## Written exercise
Could you rewrite all of the items below as one numbered list, with blank lines and pictures left out?

## Material for the task

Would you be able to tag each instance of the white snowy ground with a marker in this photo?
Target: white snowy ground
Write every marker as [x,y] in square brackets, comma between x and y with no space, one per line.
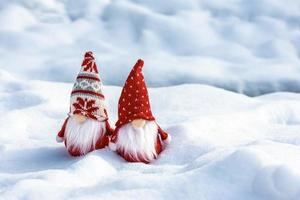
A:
[225,146]
[249,46]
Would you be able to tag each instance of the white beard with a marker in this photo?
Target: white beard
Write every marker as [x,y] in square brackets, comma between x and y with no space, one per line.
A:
[138,143]
[83,136]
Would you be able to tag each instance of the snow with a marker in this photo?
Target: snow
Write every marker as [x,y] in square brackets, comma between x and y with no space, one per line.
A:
[251,47]
[224,146]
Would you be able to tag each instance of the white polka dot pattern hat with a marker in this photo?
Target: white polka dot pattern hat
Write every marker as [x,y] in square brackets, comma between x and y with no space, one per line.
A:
[134,100]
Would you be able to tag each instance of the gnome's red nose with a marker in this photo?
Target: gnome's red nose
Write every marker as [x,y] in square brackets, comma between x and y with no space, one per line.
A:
[89,54]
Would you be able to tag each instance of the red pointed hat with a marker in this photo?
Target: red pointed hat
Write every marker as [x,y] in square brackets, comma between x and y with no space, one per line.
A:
[134,100]
[87,97]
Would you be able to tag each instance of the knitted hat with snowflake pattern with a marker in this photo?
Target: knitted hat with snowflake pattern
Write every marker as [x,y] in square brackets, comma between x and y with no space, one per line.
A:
[87,98]
[134,100]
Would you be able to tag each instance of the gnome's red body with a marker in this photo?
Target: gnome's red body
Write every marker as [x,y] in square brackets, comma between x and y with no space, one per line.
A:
[87,100]
[133,105]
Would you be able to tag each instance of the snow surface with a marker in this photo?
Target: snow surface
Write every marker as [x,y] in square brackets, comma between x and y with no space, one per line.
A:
[252,47]
[225,146]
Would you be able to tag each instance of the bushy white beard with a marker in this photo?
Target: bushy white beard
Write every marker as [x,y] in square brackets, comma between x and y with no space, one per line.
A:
[138,143]
[83,136]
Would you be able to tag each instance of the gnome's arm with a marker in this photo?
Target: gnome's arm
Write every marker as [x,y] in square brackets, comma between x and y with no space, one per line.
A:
[164,135]
[61,133]
[114,138]
[109,129]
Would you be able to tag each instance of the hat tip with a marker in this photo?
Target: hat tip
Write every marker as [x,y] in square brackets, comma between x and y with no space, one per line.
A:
[139,63]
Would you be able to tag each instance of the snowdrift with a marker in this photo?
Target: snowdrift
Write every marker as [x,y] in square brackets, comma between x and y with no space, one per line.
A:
[225,146]
[251,47]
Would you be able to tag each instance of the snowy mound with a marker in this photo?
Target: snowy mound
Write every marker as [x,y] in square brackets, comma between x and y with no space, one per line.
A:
[225,146]
[252,47]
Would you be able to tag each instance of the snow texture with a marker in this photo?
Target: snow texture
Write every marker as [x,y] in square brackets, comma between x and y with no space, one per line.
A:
[251,47]
[224,146]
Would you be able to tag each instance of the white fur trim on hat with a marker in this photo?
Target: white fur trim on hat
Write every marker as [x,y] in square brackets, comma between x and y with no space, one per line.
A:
[59,139]
[112,146]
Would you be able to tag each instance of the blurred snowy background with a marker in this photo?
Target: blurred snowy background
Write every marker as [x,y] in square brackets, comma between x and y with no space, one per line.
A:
[225,145]
[251,47]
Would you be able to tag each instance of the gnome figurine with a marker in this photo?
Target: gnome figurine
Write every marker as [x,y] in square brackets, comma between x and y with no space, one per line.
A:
[137,137]
[87,127]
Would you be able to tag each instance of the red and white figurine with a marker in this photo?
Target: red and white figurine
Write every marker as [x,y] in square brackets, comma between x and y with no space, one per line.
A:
[87,127]
[137,137]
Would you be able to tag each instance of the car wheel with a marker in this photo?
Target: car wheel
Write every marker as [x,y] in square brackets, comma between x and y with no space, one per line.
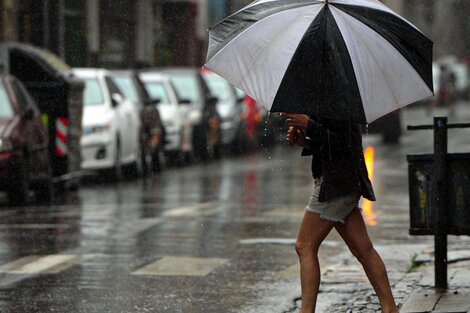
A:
[146,157]
[200,143]
[158,160]
[138,167]
[118,162]
[18,193]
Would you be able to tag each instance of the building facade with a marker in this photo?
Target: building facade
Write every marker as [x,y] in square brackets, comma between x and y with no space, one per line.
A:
[113,33]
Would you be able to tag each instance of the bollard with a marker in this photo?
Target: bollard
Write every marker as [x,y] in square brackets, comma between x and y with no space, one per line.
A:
[440,192]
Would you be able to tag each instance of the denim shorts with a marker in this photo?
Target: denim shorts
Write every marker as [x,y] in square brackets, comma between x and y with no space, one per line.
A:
[335,210]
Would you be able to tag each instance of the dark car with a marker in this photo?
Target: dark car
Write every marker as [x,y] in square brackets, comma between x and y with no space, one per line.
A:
[204,117]
[152,131]
[24,144]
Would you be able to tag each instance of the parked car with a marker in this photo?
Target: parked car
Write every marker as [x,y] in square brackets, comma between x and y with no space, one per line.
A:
[174,114]
[24,144]
[110,125]
[190,86]
[152,132]
[230,109]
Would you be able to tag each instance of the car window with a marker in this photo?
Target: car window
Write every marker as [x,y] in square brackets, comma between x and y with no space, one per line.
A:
[6,110]
[127,87]
[112,87]
[218,87]
[157,91]
[93,94]
[186,87]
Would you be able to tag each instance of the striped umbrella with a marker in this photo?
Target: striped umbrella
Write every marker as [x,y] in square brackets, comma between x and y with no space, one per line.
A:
[345,59]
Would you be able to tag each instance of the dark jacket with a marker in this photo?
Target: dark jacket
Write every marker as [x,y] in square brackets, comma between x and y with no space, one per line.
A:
[336,148]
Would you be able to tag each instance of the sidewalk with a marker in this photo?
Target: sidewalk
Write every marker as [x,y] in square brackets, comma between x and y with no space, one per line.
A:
[413,291]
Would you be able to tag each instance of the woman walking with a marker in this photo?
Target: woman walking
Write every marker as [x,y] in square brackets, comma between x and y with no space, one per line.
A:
[341,178]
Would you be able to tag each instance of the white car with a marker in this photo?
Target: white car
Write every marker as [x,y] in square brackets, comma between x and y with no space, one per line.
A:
[230,109]
[174,113]
[110,124]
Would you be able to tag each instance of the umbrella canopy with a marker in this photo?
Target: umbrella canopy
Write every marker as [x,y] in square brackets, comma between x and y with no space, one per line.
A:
[346,59]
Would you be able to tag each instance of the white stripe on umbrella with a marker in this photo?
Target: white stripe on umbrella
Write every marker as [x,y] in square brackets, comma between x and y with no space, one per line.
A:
[241,67]
[379,84]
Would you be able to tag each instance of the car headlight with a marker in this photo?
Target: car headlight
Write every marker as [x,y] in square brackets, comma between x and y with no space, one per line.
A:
[95,129]
[169,123]
[195,117]
[5,145]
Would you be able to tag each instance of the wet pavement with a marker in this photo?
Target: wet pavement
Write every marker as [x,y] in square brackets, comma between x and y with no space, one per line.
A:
[215,237]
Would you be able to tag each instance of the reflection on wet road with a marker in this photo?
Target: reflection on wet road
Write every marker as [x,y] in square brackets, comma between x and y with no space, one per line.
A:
[214,237]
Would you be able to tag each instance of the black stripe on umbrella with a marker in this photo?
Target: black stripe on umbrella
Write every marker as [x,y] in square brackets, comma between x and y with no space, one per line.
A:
[409,41]
[320,78]
[235,24]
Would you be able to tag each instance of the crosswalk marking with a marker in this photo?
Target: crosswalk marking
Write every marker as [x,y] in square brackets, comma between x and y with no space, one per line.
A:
[181,266]
[49,264]
[202,209]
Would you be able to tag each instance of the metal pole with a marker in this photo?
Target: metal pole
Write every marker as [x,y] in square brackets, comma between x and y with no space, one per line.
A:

## Task output
1. Would you be able to tag each instance of the white snowy ground with a marker in this photo?
2. Target: white snowy ground
3. Write every marker as [x,y] in square brackets, comma between x and y with no space, one per line.
4. A:
5. [225,146]
6. [249,46]
7. Would you be able to tag each instance of the white beard with a marker in this photo?
8. Target: white beard
9. Write every marker as [x,y] in square brackets, comma between x and y with no space, one per line.
10. A:
11. [138,143]
12. [83,136]
13. Would you be able to tag each instance of the snow with a marker in this photo?
14. Target: snow
15. Write every marker as [x,y] in square brackets, comma between x and y with no space, one per line.
16. A:
17. [251,47]
18. [224,146]
19. Would you be able to tag each instance of the white polka dot pattern hat with a marker in this photo?
20. Target: white polka dot pattern hat
21. Write every marker as [x,y] in square brackets, comma between x and y with no space, one per line.
22. A:
23. [134,100]
24. Would you be able to tag each instance of the gnome's red nose with a marker in this photo?
25. Target: gnome's red nose
26. Write every marker as [x,y] in square brackets, comma between x and y with no space, one per line.
27. A:
28. [89,54]
29. Would you be able to tag each instance of the red pointed hat with a marker in this photo?
30. Target: red pointed hat
31. Write every marker as [x,y] in square brackets, comma between x and y with no space, one per line.
32. A:
33. [134,100]
34. [87,97]
35. Would you be able to tag each instance of the knitted hat with snowflake pattern with a marker in this photo?
36. Target: knitted hat with snowflake pattern
37. Write every marker as [x,y] in square brackets, comma between x and y with no space, one per line.
38. A:
39. [87,98]
40. [134,100]
41. Would you be able to tag each instance of the gnome's red body with a marker in this photo?
42. Target: gnome's red body
43. Write every marker as [x,y] in square brackets, comma between x and y with no space, one per line.
44. A:
45. [87,100]
46. [133,105]
47. Would you be able to tag each instance of the snow surface with a marker in this photo?
48. Target: snow surface
49. Write every marker as [x,y] in square brackets, comma between x and y with no space, one per line.
50. A:
51. [252,47]
52. [225,146]
53. Would you be able to tag each instance of the bushy white beard with a marker in this photo?
54. Target: bushy white beard
55. Write every marker as [x,y] in square brackets, comma between x and y with no space, one per line.
56. A:
57. [138,143]
58. [83,136]
59. Would you be able to tag each instance of the gnome's arm with a marker in this photo?
60. Target: gnome's arm
61. Write every marker as [x,y] in square brackets, comma between x and y with no space, one per line.
62. A:
63. [164,135]
64. [61,133]
65. [114,138]
66. [109,129]
67. Would you be able to tag each instance of the hat tip with a marker in this photo?
68. Target: hat tip
69. Write every marker as [x,y] in square brackets, comma between x and y with no space, one per line.
70. A:
71. [139,63]
72. Would you be able to tag each instance of the snowdrift with a marker in this photo?
73. Target: snowdrift
74. Write every marker as [x,y] in square brackets, comma between x and y with no space, one per line.
75. A:
76. [225,146]
77. [251,47]
78. Would you be able to tag each instance of the snowy mound with a marker in this photo?
79. Target: snowy mound
80. Write every marker as [x,y] in square brackets, comma between x and y with no space, one per line.
81. A:
82. [225,146]
83. [252,47]
84. Would you be able to tag each instance of the snow texture with a marker in this photo?
85. Target: snow texture
86. Write every marker as [x,y] in square brackets, comma between x and y with no space, one per line.
87. A:
88. [251,47]
89. [224,146]
90. Would you be able to tag each instance of the white fur trim on hat with a marker in this photo?
91. Target: white fur trim on hat
92. Write every marker as [x,y] in square brackets, comma between x and y with no space, one per line.
93. A:
94. [59,139]
95. [112,146]
96. Would you be able to tag each instance of the blurred snowy background with a marker in this photo?
97. Target: blurred snowy background
98. Write every marker as [x,y] in square brackets, comma between x and y with no space, one per line.
99. A:
100. [225,145]
101. [251,47]
102. Would you be able to tag each instance of the gnome figurine with a marker in this photo?
103. Target: gnome figurine
104. Write every marker as [x,y] in square brackets, comma between x and y with no space, one per line.
105. A:
106. [137,137]
107. [87,127]
108. Would you be able to tag each instance of the red and white figurine with a marker in this photo?
109. Target: red and white figurine
110. Write every marker as [x,y] in square brackets, comma between x and y with no space, one per line.
111. A:
112. [87,127]
113. [137,137]
114. Would you be able to tag each instance of the car wheel with a marker in this photo?
115. Target: car wheel
116. Write every marker as [x,y] in square brackets, comma between x and y with no space, one per line.
117. A:
118. [146,157]
119. [200,143]
120. [158,160]
121. [138,167]
122. [118,162]
123. [18,193]
124. Would you be able to tag each instance of the building facade with a marker in this photo?
125. Target: building facade
126. Write every marker as [x,y] in square brackets, comma between x and y with no space, one per line.
127. A:
128. [113,33]
129. Would you be able to tag each instance of the bollard with a marker in this photo?
130. Target: bollard
131. Write every marker as [x,y] in square brackets, comma between x and y with no space, one per line.
132. A:
133. [440,192]
134. Would you be able to tag each instance of the denim shorts with a marker in this photo?
135. Target: denim shorts
136. Write every marker as [x,y] in square brackets, comma between x and y with no space, one per line.
137. A:
138. [335,210]
139. Would you be able to tag each instance of the dark car with a marker in this photo?
140. Target: dark car
141. Write every marker as [x,y] in square brackets, comma between x and y with no space, one per line.
142. A:
143. [204,117]
144. [152,131]
145. [24,144]
146. Would you be able to tag each instance of the parked car with a marker in this photo?
147. Target: parked car
148. Write every marker as [x,y] in square brackets, comma between x and y with no space, one per line.
149. A:
150. [174,114]
151. [24,144]
152. [110,125]
153. [190,86]
154. [152,132]
155. [230,109]
156. Would you be able to tag each instance of the car window with a marker in this photo?
157. Target: car window
158. Write every marker as [x,y] in square brackets, comma between x and y with no space, one per line.
159. A:
160. [6,110]
161. [127,87]
162. [112,87]
163. [218,87]
164. [157,91]
165. [93,94]
166. [186,87]
167. Would you be able to tag each instance of the striped umbrella with a marker in this photo?
168. Target: striped umbrella
169. Write every marker as [x,y] in square brackets, comma between x and y with no space, one per line.
170. A:
171. [345,59]
172. Would you be able to tag each instance of the dark jacket with a marker in this photo?
173. Target: dark jacket
174. Write every marker as [x,y] in square brackets, comma between x and y with no space, one per line.
175. A:
176. [336,148]
177. Would you be able to tag each instance of the sidewalk with a marker in this photo?
178. Target: sidewalk
179. Write every marker as [x,y] in square brackets, comma between x and y with no space, one per line.
180. A:
181. [413,291]
182. Would you be able to tag each instance of the woman walking with a marker in this photo?
183. Target: woman walking
184. Write every marker as [x,y] in square brackets, comma between x and y with no space, one per line.
185. A:
186. [341,178]
187. Would you be able to tag each instance of the white car with a marker in this photo?
188. Target: white car
189. Write every marker as [x,y] in square brackets, comma between x and y with no space, one per line.
190. A:
191. [230,109]
192. [174,113]
193. [110,124]
194. Would you be able to tag each instance of the umbrella canopy with a marker in this photo?
195. Target: umbrella canopy
196. Write every marker as [x,y] in square brackets, comma between x and y with no space, one per line.
197. A:
198. [346,59]
199. Would you be able to tag each instance of the white stripe on umbrella with a marker in this photo?
200. Target: white stripe on umbrella
201. Write every marker as [x,y] in square brackets, comma between x and y with no space, one per line.
202. A:
203. [241,67]
204. [379,84]
205. Would you be able to tag each instance of the car headlight with a marker in this photo?
206. Target: car headlight
207. Write every marker as [x,y] in square brackets, comma between x and y with no space, one per line.
208. A:
209. [95,129]
210. [169,123]
211. [195,117]
212. [5,145]
213. Would you be able to tag each instance of the wet pavement with a marker in this photo?
214. Target: wet pavement
215. Write every marker as [x,y] in square brackets, comma between x and y with no space, one per line.
216. A:
217. [215,237]
218. Would you be able to tag each instance of the reflection on wet road with a marker in this photo?
219. Target: reflection on wet road
220. Write every marker as [x,y] in square brackets, comma between x and y with no space, one per line.
221. A:
222. [214,237]
223. Would you be able to tag each instance of the black stripe on umbrella with a marker in this photo?
224. Target: black stripe on umbrella
225. Write every marker as [x,y] in square brackets, comma between x and y with no space, one per line.
226. A:
227. [409,41]
228. [320,78]
229. [235,24]
230. Would you be able to tag each instance of the crosswalk marking with a marker in this photo?
231. Target: crosswalk marking
232. Write every marker as [x,y] in square brackets, comma between x and y with no space, one per line.
233. A:
234. [181,266]
235. [49,264]
236. [202,209]
237. Would you be able to tag each instance of the metal pole with a marker in this photo?
238. Target: metal pole
239. Write every marker as [x,y] in square brackets, comma between x and y with no space, one per line.
240. A:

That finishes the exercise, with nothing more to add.